Natural language region descriptions:
***

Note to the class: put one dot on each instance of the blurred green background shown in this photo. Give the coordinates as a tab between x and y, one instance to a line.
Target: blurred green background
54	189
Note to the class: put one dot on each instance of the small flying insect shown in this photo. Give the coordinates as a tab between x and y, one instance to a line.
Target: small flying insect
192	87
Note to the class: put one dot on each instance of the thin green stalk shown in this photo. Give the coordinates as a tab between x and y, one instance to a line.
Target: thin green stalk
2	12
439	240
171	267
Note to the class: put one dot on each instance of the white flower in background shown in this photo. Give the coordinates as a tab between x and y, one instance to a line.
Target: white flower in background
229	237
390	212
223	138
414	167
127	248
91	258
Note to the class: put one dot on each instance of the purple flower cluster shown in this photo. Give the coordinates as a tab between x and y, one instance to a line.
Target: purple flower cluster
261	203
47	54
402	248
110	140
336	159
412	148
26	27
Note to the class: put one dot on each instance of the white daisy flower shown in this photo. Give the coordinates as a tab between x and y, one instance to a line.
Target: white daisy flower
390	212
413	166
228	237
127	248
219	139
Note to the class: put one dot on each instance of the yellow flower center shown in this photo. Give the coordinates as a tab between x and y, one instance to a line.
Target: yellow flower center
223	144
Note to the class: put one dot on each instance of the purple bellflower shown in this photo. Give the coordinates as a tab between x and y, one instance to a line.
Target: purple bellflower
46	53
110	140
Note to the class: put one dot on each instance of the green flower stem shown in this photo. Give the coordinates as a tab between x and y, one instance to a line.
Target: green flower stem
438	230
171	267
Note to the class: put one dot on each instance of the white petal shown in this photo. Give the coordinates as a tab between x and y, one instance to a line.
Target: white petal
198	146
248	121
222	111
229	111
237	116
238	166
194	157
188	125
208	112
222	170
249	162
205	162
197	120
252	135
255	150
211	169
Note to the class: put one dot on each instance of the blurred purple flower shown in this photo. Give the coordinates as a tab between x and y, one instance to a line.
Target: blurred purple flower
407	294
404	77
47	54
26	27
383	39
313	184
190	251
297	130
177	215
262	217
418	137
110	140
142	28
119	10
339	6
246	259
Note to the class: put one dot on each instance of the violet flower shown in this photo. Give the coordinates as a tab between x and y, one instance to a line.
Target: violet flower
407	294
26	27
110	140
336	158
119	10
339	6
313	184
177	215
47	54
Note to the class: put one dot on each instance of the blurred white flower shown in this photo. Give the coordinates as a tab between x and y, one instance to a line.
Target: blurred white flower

***

## AIM OF THE TASK
Each record above needs to be transcribed word for word.

## ANSWER BOX
Note to the class: put one dot on each instance of the blurred green background shown in this photo. Give the coordinates as a tab between x and y, one instance to a line.
Target: blurred green background
54	189
Note to the class: put one dot on each instance of the small flying insect shown in this photo. Give the coordinates as a tab between x and y, one instance to a line.
Target: small flying insect
192	87
Note to the class: put one dot on each instance of the thin green stalk shown in this photo. Give the coordinates as a tab between x and y, one instance to a line.
Target: thin green stalk
2	12
439	240
171	267
Note to the class: put one dot on each instance of the white flower in background shown in this photo. Give the coordinates as a tab between x and y, one instance to a line.
Target: white flower in background
229	237
390	212
223	138
414	167
127	248
91	258
Note to the class: put one dot on each instance of the purple flower cluster shown in this photo. Give the coordinates as a tab between x and y, one instance to a line.
Target: purple flower cluster
261	203
47	54
402	248
110	140
336	159
412	148
26	27
Note to the class: put one dot on each instance of the white daisy flower shown in this photo. Give the coordinates as a tab between x and y, one instance to a line.
Target: white daisy flower
390	212
413	166
228	237
127	248
219	139
Note to the class: put one dot on each instance of the yellow flower center shown in this photo. Give the coordinates as a tab between x and y, one instance to a line.
Target: yellow flower center
223	144
Note to the class: put one dot on each instance of the purple bellflower shown in this photo. Give the coordinates as a tab between x and y, one instance to a line.
Target: purple bellflower
46	53
110	140
Note to the class: put one dot on each instance of the green flower stem shown in this photo. Give the coordinates as a tab between x and y, one instance to a line.
Target: green flower stem
438	230
171	267
Note to the class: put one dot on each instance of the white petal shown in this photo. Give the coordinates as a tab between x and y, one instance to a line.
Target: white petal
198	146
248	121
222	111
229	111
237	116
238	166
194	157
188	125
208	112
222	170
249	162
205	162
197	120
252	135
255	150
211	169
Note to the class: put one dot on each instance of the blurred purple flower shown in this photo. Give the coordinates as a tab between x and y, one instance to a line.
Target: blurred purple flower
407	294
404	77
47	54
26	27
383	39
313	184
190	251
297	130
177	215
262	217
418	137
110	140
142	28
119	10
339	6
246	259
Note to the class: put one dot on each instance of the violet flower shown in this photo. Give the coordinates as a tab between x and y, one instance to a line.
Target: violet flower
407	294
26	27
110	140
336	158
119	10
339	6
313	184
177	215
47	54
Note to the class: put one dot on each instance of the blurred white flower shown in this photo. Give the coordinates as a tab between x and y, one instance to a line.
Target: blurred white flower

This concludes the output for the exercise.